(Beginning of Source material)
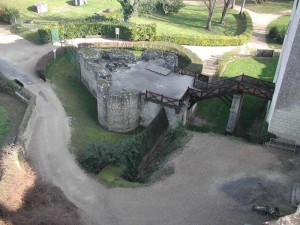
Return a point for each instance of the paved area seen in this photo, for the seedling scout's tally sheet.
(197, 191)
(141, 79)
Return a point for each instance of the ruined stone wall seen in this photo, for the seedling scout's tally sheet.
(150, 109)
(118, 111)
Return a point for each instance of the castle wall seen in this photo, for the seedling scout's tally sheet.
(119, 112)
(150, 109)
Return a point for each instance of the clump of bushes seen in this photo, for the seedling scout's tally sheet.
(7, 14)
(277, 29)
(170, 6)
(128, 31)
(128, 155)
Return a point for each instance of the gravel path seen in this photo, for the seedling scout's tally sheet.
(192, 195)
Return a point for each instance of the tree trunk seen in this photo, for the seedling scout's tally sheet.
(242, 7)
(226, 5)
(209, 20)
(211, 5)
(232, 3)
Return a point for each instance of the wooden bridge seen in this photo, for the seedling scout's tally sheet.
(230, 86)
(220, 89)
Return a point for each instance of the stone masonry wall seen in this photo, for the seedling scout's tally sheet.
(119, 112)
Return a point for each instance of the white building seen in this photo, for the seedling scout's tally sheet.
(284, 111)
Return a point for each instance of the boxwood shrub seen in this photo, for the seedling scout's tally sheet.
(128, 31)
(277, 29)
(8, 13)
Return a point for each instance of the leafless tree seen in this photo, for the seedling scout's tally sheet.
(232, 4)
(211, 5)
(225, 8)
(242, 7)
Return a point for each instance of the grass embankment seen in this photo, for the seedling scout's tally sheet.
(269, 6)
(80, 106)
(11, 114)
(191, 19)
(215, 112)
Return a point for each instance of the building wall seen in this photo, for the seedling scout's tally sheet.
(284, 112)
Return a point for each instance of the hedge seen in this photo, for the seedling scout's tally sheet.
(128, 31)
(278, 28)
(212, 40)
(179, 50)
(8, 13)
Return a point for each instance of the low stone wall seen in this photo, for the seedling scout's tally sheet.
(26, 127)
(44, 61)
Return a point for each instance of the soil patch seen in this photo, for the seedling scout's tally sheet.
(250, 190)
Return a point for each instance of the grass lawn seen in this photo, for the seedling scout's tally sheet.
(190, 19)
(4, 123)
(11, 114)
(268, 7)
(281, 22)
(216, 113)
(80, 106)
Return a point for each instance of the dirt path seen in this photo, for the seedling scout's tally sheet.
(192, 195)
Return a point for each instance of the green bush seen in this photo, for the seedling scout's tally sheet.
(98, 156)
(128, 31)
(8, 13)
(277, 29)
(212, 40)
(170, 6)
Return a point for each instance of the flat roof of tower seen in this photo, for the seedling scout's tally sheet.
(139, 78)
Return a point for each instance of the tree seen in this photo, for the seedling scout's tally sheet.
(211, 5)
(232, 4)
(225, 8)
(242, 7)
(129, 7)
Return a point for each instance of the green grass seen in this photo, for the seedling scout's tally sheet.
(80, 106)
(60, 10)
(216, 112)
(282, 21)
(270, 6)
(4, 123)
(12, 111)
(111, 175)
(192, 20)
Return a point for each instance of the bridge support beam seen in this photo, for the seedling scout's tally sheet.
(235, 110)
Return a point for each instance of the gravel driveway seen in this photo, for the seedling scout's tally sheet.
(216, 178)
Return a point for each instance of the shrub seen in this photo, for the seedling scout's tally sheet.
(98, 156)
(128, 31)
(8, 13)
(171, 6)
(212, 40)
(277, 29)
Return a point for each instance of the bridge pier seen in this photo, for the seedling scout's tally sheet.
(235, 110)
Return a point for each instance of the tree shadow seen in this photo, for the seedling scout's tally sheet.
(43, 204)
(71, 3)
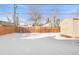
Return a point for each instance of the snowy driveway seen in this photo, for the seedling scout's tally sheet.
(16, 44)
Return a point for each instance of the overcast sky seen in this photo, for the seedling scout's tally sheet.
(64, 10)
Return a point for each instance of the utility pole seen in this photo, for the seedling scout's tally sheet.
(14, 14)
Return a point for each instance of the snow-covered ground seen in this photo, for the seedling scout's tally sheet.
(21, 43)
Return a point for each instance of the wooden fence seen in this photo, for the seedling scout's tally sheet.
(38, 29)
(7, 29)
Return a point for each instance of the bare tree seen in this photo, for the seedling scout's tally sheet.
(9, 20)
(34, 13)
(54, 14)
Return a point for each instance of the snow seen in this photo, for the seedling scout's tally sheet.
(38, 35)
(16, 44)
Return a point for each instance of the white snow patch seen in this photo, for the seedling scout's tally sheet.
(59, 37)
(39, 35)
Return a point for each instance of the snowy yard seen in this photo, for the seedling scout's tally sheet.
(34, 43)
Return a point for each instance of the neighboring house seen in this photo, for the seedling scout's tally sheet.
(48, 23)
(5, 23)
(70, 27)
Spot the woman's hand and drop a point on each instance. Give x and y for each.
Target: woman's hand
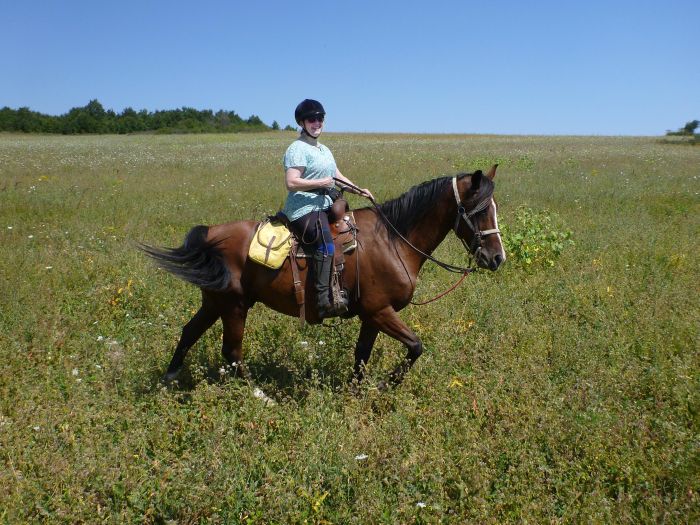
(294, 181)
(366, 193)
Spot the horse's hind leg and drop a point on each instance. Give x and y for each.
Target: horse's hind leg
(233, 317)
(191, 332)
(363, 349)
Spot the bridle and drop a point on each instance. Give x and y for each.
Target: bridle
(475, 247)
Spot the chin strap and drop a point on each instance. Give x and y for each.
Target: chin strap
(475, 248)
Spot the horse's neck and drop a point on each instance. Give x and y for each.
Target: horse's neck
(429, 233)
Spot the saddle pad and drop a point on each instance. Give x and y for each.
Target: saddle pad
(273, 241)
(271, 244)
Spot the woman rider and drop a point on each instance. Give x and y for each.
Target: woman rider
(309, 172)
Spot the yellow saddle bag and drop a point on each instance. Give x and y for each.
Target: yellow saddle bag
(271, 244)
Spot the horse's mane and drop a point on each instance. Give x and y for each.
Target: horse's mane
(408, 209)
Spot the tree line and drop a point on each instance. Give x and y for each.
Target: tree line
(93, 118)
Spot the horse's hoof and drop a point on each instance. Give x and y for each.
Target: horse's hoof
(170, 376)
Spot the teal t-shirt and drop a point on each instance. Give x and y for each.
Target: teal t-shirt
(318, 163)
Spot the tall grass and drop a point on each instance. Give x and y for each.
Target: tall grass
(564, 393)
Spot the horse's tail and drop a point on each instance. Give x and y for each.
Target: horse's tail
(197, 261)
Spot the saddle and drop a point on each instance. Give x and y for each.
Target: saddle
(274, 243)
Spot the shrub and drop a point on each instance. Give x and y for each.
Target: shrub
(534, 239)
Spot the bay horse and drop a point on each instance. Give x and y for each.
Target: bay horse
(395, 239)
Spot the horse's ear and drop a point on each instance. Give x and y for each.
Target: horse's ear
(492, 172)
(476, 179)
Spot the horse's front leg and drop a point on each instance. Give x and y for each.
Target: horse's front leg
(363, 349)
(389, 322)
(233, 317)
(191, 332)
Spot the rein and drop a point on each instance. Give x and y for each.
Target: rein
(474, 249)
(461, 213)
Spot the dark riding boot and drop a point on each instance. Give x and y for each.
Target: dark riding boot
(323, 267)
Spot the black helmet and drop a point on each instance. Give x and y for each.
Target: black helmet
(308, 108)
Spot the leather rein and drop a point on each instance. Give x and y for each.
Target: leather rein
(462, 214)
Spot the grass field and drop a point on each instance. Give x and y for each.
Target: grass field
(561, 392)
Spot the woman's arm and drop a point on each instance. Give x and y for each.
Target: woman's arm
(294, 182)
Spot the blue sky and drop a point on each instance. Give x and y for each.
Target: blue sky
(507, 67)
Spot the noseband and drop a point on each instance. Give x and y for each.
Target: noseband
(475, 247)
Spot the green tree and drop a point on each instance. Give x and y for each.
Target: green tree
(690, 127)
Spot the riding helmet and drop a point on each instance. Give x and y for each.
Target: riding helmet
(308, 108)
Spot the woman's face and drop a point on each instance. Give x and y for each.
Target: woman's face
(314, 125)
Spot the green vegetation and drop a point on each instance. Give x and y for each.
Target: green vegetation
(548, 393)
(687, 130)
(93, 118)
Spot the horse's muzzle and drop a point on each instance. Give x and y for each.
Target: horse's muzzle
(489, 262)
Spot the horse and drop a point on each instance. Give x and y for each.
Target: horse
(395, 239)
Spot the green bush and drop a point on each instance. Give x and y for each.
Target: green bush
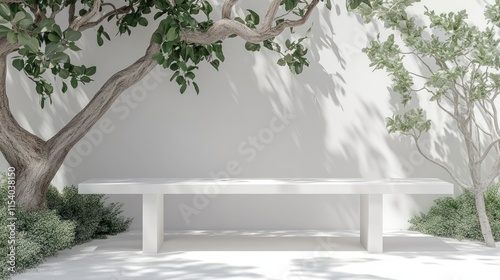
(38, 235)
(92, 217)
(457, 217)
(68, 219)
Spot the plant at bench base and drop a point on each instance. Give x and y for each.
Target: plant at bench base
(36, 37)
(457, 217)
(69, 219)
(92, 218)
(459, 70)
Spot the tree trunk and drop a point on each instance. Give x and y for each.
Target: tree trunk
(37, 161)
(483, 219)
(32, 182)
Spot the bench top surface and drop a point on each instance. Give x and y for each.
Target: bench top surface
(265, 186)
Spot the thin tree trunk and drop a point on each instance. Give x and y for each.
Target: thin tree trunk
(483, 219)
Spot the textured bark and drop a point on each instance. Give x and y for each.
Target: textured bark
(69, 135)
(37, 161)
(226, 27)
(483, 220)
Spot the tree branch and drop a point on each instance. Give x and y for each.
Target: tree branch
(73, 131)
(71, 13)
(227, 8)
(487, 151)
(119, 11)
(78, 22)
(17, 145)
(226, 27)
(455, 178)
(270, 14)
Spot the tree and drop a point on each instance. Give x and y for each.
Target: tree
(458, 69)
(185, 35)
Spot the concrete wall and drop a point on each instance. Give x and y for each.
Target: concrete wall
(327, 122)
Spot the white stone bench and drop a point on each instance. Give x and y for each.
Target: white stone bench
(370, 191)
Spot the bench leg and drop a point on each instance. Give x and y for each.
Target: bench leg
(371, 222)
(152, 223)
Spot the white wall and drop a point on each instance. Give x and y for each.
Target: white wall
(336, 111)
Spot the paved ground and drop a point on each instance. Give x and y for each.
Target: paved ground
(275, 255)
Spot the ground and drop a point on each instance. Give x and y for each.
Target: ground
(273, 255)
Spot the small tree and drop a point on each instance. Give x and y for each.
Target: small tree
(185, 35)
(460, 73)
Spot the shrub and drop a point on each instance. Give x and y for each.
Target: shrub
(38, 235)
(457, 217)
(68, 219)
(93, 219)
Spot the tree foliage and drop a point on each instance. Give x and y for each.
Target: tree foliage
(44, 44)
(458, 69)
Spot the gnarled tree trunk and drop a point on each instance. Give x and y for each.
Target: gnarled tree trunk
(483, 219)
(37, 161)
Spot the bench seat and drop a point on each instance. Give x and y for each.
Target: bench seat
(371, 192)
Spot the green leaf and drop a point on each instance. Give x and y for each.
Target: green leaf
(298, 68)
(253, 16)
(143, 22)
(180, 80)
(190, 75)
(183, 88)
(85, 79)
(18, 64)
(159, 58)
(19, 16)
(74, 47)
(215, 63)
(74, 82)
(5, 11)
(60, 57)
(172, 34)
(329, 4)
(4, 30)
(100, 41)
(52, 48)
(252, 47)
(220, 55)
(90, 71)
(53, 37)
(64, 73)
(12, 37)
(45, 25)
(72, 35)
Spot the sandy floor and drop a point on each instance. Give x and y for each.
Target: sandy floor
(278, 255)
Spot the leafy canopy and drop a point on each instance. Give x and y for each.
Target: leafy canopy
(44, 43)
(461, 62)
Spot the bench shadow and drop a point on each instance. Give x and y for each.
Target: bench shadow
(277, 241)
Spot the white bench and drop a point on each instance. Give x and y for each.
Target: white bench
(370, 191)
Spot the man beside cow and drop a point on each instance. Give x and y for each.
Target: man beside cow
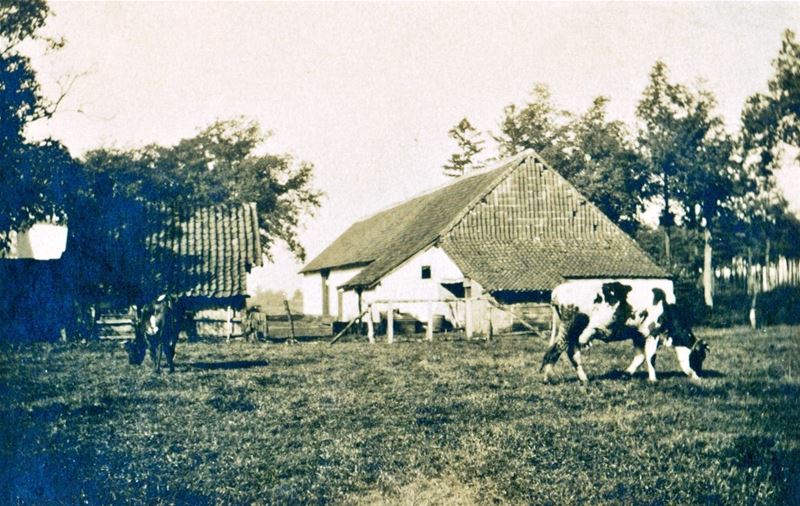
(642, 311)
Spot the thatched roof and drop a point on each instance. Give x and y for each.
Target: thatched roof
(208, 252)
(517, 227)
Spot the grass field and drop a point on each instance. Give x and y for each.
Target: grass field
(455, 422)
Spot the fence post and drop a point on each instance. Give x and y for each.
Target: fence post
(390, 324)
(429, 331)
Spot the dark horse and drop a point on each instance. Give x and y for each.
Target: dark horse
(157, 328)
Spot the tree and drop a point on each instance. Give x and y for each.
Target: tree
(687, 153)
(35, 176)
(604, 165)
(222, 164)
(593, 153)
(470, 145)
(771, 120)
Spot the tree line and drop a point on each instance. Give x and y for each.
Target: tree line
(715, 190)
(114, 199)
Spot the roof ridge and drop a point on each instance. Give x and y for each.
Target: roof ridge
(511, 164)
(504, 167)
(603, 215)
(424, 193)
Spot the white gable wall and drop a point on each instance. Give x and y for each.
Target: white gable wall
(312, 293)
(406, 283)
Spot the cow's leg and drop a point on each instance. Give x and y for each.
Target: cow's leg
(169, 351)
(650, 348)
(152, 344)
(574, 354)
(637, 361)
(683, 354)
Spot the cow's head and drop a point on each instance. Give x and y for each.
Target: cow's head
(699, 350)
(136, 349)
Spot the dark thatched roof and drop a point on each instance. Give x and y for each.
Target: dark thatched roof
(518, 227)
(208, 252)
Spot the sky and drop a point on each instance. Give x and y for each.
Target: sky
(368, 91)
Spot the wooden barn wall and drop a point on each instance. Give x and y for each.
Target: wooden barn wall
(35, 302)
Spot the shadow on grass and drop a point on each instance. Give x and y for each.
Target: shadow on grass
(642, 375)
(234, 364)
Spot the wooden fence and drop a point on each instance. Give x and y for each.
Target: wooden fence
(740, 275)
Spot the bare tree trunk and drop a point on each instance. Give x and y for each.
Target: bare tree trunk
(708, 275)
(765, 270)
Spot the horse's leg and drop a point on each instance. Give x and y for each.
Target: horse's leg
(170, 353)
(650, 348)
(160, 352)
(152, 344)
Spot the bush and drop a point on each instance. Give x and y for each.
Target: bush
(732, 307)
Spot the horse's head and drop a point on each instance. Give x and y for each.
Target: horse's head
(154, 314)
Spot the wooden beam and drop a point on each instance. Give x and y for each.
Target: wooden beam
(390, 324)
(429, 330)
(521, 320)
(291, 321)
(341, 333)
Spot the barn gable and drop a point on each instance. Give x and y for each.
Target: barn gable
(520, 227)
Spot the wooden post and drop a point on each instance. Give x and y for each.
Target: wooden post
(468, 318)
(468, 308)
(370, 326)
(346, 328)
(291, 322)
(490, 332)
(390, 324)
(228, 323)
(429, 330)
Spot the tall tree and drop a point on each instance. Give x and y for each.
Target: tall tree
(End of Source material)
Only one stretch of the data above is needed. Restate it word for word, from the line containing "Spot the bay" through the line containing "Spot the noseband", both ends included.

Spot the bay horse and drop a point on each instance. Give x and y for each.
Target: bay horse
(395, 239)
Spot the horse's ear and drop a point on each instance. Give x and y for each.
Target: horse's ear
(492, 172)
(476, 179)
Spot the horse's front leg and drop a point on each instance. Give x and y for each.
Target: horse's front leg
(363, 349)
(389, 322)
(233, 317)
(191, 332)
Spot the rein and drop a point on each instance. Give x and y for each.
Target: rein
(474, 249)
(461, 213)
Spot the dark riding boot and drop a point on each instance. Give x and y for each.
Target: dark riding boot
(323, 267)
Spot the black helmet and drop a point on each instance. Give x and y for each.
Target: black helmet
(308, 108)
Spot the leather rein and drop a point on each instance. Give x and y for each.
Target: leather rein
(462, 214)
Spot the grass field and drop a point on each instance. Give x and y for each.
Target: grass field
(561, 392)
Spot the woman's arm and drop a point on each instance. Give x and y for each.
Target: woman's arm
(294, 182)
Spot the blue sky and drop a point on each instance. Give x and y for each.
Target: blue sky
(507, 67)
Spot the noseband and drop a point on each instance. Give x and y for each.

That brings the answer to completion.